→ **Exercise goal**:
Go through the data below and gather each line containing "spacing".

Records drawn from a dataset

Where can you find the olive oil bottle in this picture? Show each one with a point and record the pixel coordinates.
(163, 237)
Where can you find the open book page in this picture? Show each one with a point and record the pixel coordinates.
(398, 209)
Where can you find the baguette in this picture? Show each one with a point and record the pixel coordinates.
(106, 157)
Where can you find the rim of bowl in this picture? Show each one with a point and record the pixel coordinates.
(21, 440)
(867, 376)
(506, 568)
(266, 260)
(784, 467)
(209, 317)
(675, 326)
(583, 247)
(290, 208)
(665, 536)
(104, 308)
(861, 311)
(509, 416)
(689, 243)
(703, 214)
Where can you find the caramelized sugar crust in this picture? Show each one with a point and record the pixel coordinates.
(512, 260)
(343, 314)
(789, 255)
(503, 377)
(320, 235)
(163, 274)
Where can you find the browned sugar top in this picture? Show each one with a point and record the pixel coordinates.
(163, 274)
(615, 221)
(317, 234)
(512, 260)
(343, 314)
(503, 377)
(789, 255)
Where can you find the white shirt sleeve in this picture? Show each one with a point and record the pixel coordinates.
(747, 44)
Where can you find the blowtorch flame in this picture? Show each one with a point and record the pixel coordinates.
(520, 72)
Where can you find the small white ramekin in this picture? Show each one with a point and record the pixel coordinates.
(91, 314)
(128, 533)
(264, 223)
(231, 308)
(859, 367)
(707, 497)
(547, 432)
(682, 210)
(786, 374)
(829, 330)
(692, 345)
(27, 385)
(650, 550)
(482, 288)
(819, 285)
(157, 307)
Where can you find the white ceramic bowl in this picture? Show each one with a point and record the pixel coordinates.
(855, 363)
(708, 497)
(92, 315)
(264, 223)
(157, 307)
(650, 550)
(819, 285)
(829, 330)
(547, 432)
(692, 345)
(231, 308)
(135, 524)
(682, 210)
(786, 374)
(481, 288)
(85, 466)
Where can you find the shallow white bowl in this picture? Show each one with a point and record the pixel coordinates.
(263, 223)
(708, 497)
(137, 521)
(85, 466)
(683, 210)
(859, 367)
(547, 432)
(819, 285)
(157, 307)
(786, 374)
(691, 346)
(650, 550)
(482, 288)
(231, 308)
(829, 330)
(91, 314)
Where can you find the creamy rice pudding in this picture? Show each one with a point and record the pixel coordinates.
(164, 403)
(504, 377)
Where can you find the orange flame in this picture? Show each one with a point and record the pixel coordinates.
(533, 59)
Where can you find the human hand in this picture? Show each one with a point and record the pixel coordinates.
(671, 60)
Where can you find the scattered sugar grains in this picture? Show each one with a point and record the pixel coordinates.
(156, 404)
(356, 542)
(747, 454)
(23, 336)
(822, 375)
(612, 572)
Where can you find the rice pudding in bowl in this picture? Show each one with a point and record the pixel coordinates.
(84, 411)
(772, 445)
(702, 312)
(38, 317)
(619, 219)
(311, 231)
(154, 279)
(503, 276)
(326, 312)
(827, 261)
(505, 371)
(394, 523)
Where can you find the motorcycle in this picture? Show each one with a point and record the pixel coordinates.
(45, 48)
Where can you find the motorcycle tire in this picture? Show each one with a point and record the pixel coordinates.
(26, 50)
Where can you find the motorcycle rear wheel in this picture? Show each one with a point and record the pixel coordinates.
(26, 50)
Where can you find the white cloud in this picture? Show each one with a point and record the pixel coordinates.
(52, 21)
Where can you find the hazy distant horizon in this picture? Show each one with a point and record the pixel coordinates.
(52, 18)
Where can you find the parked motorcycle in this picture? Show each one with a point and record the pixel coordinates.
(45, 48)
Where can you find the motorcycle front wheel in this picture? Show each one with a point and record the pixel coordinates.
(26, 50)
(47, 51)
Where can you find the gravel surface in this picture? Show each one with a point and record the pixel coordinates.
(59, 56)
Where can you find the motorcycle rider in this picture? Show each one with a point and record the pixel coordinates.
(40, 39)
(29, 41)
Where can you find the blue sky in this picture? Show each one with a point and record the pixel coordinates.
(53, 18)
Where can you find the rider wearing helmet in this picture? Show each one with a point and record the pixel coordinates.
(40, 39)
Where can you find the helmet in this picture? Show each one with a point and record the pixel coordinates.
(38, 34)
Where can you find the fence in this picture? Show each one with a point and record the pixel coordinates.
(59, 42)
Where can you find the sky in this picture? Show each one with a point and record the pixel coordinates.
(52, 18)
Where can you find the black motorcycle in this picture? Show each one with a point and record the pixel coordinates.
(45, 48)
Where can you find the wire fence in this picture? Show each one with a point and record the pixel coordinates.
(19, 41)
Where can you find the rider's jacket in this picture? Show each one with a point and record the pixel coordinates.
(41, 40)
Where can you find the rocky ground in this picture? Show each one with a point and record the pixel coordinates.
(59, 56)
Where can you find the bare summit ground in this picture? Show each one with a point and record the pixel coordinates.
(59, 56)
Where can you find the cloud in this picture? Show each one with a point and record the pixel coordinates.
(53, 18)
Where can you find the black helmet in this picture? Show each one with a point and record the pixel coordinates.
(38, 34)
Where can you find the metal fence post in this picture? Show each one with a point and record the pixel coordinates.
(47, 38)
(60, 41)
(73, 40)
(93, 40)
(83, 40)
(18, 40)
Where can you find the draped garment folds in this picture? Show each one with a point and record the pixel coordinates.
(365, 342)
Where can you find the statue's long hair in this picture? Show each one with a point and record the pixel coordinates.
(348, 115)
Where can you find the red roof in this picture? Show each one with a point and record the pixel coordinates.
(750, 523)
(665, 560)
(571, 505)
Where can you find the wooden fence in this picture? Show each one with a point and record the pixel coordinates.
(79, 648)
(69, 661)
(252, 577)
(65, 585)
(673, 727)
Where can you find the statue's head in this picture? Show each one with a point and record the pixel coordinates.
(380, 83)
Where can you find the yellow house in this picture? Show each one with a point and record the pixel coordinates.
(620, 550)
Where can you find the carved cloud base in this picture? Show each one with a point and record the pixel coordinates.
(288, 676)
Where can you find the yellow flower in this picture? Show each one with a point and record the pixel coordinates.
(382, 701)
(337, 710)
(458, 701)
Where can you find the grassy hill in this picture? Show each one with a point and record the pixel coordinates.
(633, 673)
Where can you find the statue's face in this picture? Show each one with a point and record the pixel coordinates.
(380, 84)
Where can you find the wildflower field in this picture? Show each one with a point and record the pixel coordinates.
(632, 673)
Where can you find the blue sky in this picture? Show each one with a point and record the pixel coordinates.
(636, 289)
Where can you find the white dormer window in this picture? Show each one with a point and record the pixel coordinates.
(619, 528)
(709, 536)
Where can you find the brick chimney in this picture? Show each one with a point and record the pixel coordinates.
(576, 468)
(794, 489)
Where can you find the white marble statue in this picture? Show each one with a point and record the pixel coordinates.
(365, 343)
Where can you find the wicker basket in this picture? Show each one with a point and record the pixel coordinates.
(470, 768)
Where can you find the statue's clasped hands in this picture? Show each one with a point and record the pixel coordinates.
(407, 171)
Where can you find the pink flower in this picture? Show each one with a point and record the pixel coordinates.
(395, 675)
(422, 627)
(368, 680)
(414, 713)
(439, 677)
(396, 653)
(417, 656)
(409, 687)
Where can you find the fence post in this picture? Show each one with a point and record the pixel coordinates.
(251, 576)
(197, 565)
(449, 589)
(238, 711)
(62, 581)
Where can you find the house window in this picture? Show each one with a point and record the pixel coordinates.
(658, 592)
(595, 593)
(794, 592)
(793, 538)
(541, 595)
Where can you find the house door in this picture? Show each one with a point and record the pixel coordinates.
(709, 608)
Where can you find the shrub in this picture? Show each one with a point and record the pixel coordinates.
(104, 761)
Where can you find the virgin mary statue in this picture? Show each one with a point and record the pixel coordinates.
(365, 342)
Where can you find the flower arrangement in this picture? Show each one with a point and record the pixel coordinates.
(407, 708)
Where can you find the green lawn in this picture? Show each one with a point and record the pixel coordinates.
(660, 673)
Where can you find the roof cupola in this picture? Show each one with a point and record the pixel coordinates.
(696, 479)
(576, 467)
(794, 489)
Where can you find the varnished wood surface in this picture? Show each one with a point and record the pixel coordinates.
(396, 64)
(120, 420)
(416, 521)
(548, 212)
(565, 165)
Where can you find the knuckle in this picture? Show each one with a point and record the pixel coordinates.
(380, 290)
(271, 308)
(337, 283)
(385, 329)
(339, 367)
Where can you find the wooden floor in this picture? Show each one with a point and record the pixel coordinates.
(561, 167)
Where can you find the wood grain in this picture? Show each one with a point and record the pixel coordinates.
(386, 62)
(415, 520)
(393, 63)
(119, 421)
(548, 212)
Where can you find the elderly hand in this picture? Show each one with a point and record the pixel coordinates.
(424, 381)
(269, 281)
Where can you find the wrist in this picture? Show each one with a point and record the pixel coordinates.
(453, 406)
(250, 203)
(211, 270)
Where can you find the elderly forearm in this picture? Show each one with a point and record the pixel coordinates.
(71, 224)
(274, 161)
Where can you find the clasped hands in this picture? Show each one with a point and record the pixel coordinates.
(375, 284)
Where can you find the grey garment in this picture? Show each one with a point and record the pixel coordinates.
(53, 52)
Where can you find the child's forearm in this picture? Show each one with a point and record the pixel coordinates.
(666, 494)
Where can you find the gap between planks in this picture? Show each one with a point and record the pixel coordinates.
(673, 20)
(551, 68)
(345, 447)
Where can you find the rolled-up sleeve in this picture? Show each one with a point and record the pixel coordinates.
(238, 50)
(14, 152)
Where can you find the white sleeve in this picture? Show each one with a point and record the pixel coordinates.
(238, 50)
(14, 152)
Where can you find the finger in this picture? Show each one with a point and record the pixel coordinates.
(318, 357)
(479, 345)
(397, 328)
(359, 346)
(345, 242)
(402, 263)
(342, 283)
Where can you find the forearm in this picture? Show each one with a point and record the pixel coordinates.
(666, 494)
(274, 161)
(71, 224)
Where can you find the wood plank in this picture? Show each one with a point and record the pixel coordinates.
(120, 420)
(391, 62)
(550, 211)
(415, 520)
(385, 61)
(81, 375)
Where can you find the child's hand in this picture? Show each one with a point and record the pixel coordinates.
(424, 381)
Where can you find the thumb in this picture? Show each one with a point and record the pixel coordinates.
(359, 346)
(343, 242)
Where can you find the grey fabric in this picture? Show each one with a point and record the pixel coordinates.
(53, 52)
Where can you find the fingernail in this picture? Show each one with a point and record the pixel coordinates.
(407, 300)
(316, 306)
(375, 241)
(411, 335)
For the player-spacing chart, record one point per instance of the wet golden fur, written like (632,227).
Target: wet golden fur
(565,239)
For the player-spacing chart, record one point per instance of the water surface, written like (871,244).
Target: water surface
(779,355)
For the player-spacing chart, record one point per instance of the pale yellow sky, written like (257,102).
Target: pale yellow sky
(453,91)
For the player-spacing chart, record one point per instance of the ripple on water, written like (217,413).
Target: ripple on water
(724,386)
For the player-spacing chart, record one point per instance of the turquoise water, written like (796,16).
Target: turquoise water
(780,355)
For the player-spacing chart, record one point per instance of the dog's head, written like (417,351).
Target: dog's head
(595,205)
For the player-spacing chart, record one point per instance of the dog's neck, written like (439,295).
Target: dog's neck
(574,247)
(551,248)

→ **Answer for the task**:
For the player-spacing chart, record one point per instance of the wet golden fur, written like (632,227).
For the player-spacing chart, record one point per instance of the water surface, written like (871,244).
For the player-spacing chart, record one point per instance of the pale yellow sky, written like (257,102).
For the player-spacing chart, record one point per instance of the ripple on water, written like (217,413).
For the player-spacing chart, record one point per instance of the turquoise water, written like (796,16).
For the player-spacing chart, record one point per instance of the dog's head, written like (417,351).
For the player-spacing chart, record one point per instance of the dog's neck, written like (439,295).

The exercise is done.